Your instructions: Rewrite the rows below, changing "trailer tire" to "truck wheel" and leaving every other part untouched.

Pointing rows:

++++++

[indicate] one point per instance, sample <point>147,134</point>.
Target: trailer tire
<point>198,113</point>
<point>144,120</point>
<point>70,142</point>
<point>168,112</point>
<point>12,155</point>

++++++

Problem solution:
[indicate] one point per instance, sample <point>147,134</point>.
Target: truck wheel
<point>198,113</point>
<point>144,120</point>
<point>70,142</point>
<point>168,112</point>
<point>12,155</point>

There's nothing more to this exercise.